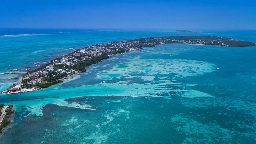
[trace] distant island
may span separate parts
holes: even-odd
[[[183,43],[228,47],[253,46],[253,42],[232,38],[205,36],[166,36],[139,38],[92,45],[51,61],[35,69],[26,69],[22,80],[2,93],[13,94],[44,88],[62,82],[70,76],[86,71],[86,67],[108,58],[110,55],[139,50],[157,44]]]
[[[196,33],[197,32],[191,31],[191,30],[177,30],[176,31],[181,32],[190,32],[190,33]]]

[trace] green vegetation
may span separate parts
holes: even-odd
[[[5,104],[3,103],[2,103],[0,105],[0,109],[2,109],[2,108],[3,108],[4,107],[5,107]]]
[[[51,85],[53,85],[55,84],[57,84],[59,83],[60,83],[62,82],[62,81],[61,81],[61,80],[58,80],[56,81],[53,81],[53,82],[43,82],[43,83],[37,82],[36,83],[36,86],[37,86],[38,88],[41,88],[43,89],[43,88],[45,88],[49,87]]]
[[[54,64],[53,65],[53,69],[54,70],[57,70],[59,69],[64,69],[64,68],[65,64]]]

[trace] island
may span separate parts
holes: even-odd
[[[13,105],[5,106],[3,103],[0,104],[0,133],[2,130],[11,123],[11,115],[14,112]]]
[[[232,38],[208,36],[165,36],[114,42],[85,47],[74,51],[35,69],[28,69],[21,80],[13,84],[2,93],[13,94],[48,87],[63,82],[67,78],[86,71],[86,67],[109,56],[144,47],[157,44],[183,43],[219,45],[223,47],[253,46],[253,42]]]
[[[190,32],[190,33],[196,33],[197,32],[192,31],[191,30],[176,30],[176,31],[180,32]]]

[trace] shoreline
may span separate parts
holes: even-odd
[[[253,42],[216,36],[170,36],[152,37],[88,46],[55,58],[35,69],[31,69],[19,80],[0,93],[11,94],[34,91],[62,83],[69,77],[79,75],[86,68],[110,56],[123,54],[144,47],[162,44],[181,43],[227,47],[255,46]]]

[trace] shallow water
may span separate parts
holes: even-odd
[[[47,89],[2,95],[16,112],[0,143],[256,143],[256,52],[160,45]]]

- **Work instructions**
Substitute "islet" for "island" throughout the data above, leaving everything else unchanged, and omit the pictures from your answer.

- **Worked solution**
[trace] distant islet
may span separate parts
holes: even-odd
[[[183,43],[228,47],[253,46],[253,42],[232,38],[205,36],[166,36],[139,38],[92,45],[51,61],[35,69],[26,69],[22,80],[2,93],[13,94],[44,88],[62,82],[70,76],[86,71],[86,67],[108,58],[110,55],[139,50],[157,44]]]
[[[196,33],[197,32],[191,31],[191,30],[177,30],[176,31],[181,32],[190,32],[190,33]]]

[trace] green vegetation
may span separate parts
holes: even-odd
[[[5,104],[3,103],[2,103],[0,105],[0,109],[2,109],[2,108],[3,108],[4,107],[5,107]]]
[[[51,85],[53,85],[55,84],[57,84],[59,83],[60,83],[62,82],[62,81],[61,81],[61,80],[58,80],[56,81],[53,81],[53,82],[43,82],[43,83],[37,82],[36,83],[36,86],[37,86],[38,88],[41,88],[43,89],[43,88],[45,88],[49,87]]]
[[[54,64],[53,65],[53,69],[54,70],[57,70],[59,69],[64,69],[64,68],[65,64]]]

[trace] islet
may span separate parts
holes: even-odd
[[[13,105],[5,106],[3,103],[0,104],[0,133],[2,130],[11,123],[11,115],[14,112]]]
[[[232,38],[208,36],[165,36],[114,42],[85,47],[74,51],[35,69],[28,69],[21,80],[13,84],[2,93],[13,94],[48,87],[63,82],[67,78],[86,71],[86,67],[109,56],[144,47],[157,44],[183,43],[219,45],[223,47],[253,46],[253,42]]]
[[[190,32],[190,33],[196,33],[197,32],[192,31],[191,30],[176,30],[176,31],[180,32]]]

[trace] shoreline
may span separate parts
holes: even-odd
[[[253,42],[216,36],[170,36],[152,37],[88,46],[55,58],[35,69],[31,69],[19,80],[0,93],[11,94],[34,91],[62,83],[69,77],[79,75],[86,68],[110,56],[123,54],[144,47],[162,44],[181,43],[227,47],[255,46]]]

[trace] shallow water
may span separate parts
holes: even-odd
[[[47,89],[2,95],[16,112],[0,143],[256,143],[256,52],[160,45]]]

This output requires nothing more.